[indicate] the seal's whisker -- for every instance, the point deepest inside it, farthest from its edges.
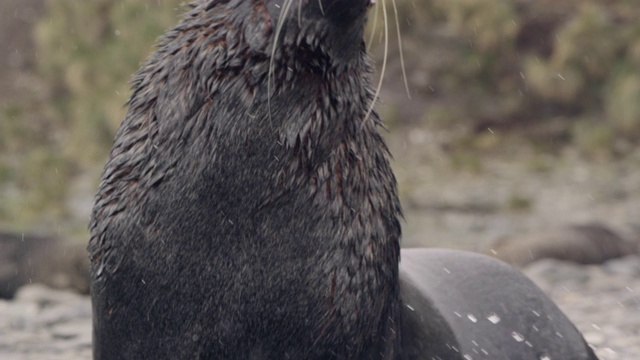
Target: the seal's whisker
(384, 65)
(400, 50)
(276, 36)
(374, 27)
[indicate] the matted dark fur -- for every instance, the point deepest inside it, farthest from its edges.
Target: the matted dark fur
(248, 209)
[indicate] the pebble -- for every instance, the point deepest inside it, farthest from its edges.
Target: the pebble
(603, 301)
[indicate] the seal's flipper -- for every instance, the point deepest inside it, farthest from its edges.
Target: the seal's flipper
(462, 305)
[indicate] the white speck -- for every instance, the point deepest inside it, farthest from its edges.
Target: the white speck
(472, 318)
(494, 318)
(517, 336)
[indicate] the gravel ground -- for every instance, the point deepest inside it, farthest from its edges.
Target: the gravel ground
(603, 301)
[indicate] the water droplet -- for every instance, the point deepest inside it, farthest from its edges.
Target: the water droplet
(494, 318)
(517, 336)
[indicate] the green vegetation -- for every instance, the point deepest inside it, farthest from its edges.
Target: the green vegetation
(560, 73)
(86, 53)
(551, 71)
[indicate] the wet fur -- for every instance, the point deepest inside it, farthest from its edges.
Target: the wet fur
(247, 210)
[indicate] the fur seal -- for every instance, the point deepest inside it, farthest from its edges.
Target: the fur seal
(463, 305)
(248, 209)
(583, 244)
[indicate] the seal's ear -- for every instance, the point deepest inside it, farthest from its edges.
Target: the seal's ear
(459, 303)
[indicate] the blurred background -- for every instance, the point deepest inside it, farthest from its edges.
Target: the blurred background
(521, 116)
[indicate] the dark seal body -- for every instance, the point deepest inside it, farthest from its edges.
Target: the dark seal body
(248, 209)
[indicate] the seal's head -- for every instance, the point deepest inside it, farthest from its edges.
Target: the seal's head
(333, 28)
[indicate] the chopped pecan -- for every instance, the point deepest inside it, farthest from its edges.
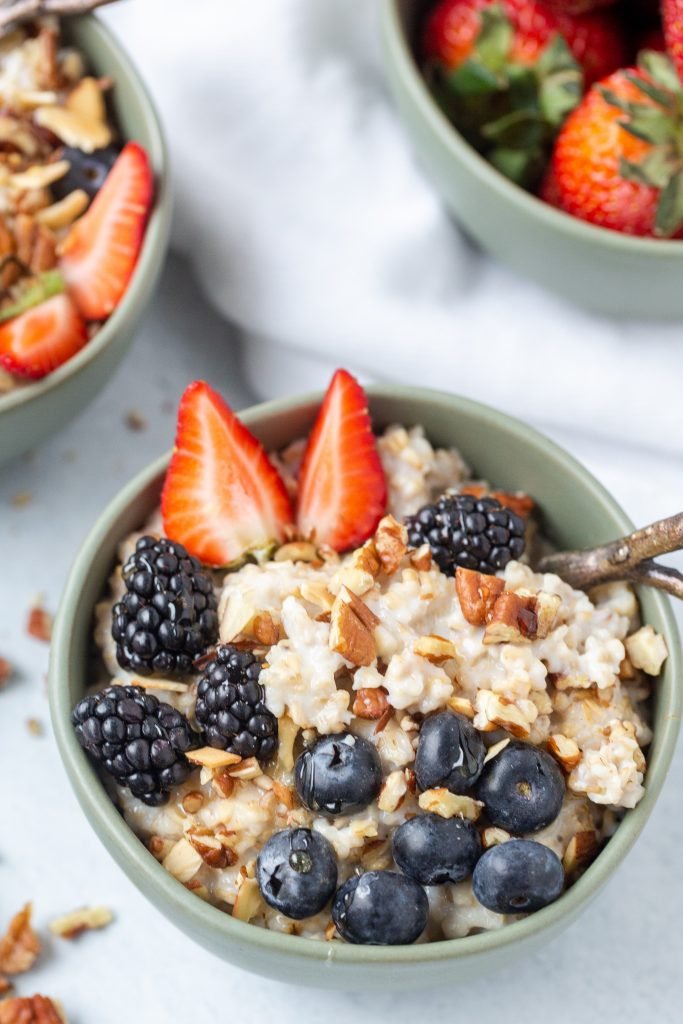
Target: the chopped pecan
(477, 594)
(19, 947)
(390, 544)
(30, 1010)
(371, 702)
(351, 629)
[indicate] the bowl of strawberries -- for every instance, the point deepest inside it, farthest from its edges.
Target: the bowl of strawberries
(554, 131)
(85, 220)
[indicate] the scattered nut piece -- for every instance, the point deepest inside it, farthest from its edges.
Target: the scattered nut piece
(494, 837)
(211, 757)
(447, 804)
(647, 650)
(496, 750)
(393, 791)
(564, 750)
(463, 706)
(249, 901)
(390, 544)
(193, 802)
(39, 623)
(182, 861)
(477, 594)
(421, 558)
(296, 551)
(351, 629)
(495, 711)
(434, 648)
(19, 947)
(70, 926)
(30, 1010)
(371, 702)
(581, 850)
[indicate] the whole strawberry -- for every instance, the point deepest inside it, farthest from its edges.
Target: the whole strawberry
(619, 160)
(597, 40)
(508, 74)
(672, 15)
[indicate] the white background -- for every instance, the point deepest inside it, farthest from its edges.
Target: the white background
(620, 963)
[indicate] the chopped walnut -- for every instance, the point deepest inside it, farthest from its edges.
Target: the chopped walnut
(390, 544)
(371, 704)
(647, 650)
(70, 926)
(19, 947)
(477, 594)
(351, 629)
(30, 1010)
(565, 751)
(447, 804)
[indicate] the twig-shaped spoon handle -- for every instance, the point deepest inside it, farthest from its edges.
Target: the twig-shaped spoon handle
(13, 11)
(630, 558)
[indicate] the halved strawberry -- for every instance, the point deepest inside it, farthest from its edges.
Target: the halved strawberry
(42, 338)
(99, 253)
(221, 496)
(342, 487)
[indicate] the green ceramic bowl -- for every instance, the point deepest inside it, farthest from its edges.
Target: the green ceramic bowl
(578, 512)
(594, 267)
(31, 414)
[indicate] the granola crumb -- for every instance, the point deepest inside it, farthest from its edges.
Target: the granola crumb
(39, 622)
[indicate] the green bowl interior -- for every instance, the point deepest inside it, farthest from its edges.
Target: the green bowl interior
(136, 117)
(579, 512)
(400, 25)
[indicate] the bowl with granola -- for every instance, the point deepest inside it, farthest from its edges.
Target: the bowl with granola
(84, 219)
(317, 702)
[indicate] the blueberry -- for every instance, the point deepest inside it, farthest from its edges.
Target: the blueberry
(518, 877)
(450, 754)
(87, 171)
(380, 908)
(338, 775)
(434, 850)
(297, 872)
(522, 788)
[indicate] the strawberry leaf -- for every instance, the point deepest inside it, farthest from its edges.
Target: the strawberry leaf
(670, 209)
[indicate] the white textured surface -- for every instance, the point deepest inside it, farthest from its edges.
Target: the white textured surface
(620, 963)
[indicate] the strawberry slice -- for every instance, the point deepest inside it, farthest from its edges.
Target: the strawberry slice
(42, 338)
(100, 251)
(222, 496)
(342, 487)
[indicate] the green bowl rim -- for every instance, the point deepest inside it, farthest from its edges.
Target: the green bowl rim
(398, 52)
(154, 246)
(151, 877)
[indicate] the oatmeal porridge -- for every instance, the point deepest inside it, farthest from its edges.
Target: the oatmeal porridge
(382, 730)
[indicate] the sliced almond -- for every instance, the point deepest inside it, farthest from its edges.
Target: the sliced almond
(211, 757)
(89, 919)
(564, 750)
(447, 805)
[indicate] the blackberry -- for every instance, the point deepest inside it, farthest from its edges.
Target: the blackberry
(139, 740)
(168, 614)
(230, 706)
(475, 534)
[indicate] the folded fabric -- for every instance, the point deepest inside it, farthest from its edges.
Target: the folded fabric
(310, 224)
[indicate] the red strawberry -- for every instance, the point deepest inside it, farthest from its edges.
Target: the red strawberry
(221, 496)
(99, 253)
(617, 161)
(42, 338)
(342, 487)
(596, 40)
(672, 15)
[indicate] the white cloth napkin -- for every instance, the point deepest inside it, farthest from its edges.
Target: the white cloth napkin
(309, 223)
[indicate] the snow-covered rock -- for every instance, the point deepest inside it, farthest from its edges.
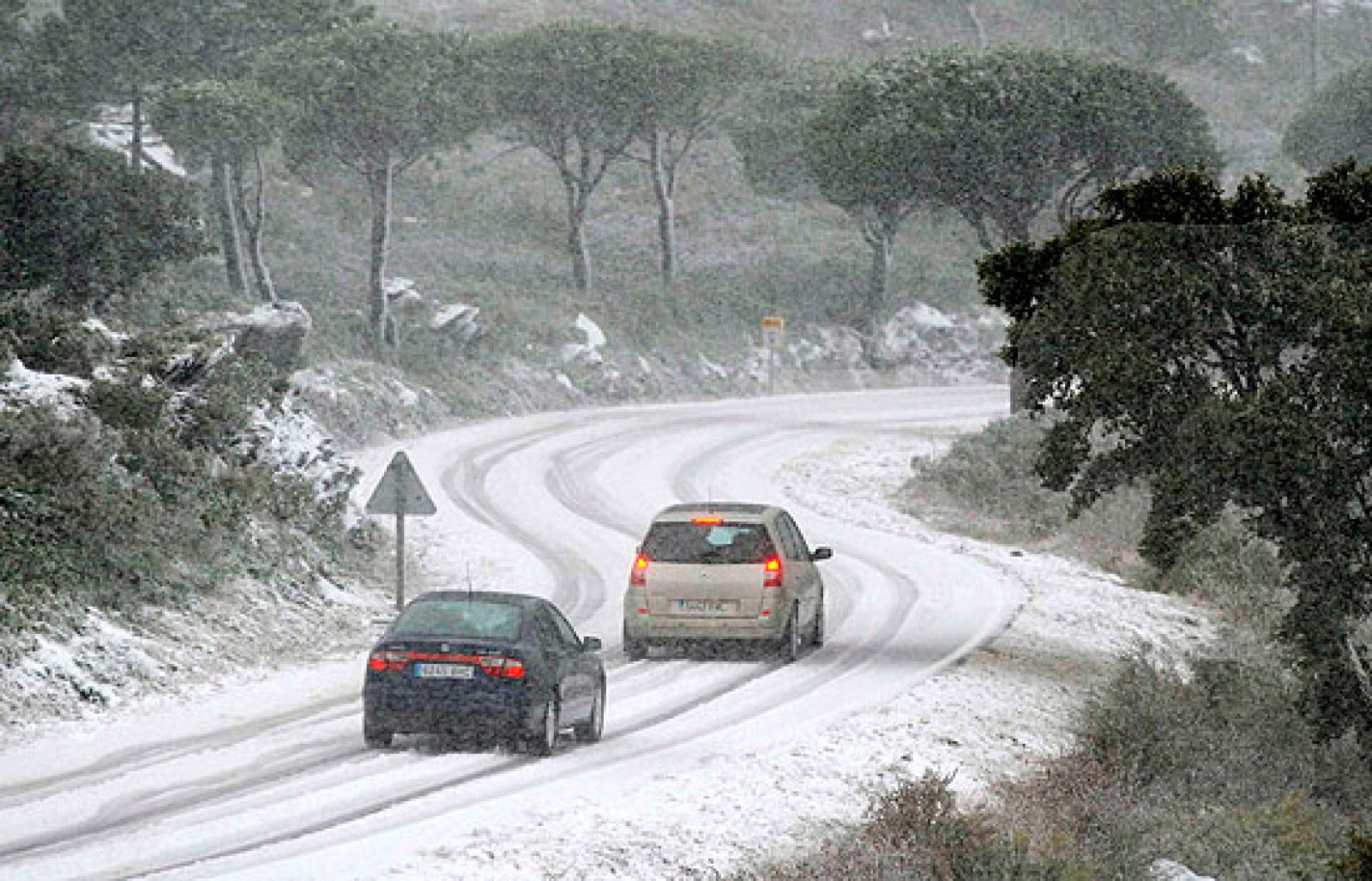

* [Your assignment] Please make an exact copy of the lines above from the line with "Target: the matted dark fur" through the line with "[indicate] the seal's flipper", both ends included.

* [Solution to this task]
Target: the matted dark fur
(248, 209)
[indicate] the pebble -- for every instance, the point deepest inside it, farthest from its edges.
Target: the pebble
(603, 301)
[indicate] the seal's flipper -- for every instance, the point deepest inside it, farthest from its edges.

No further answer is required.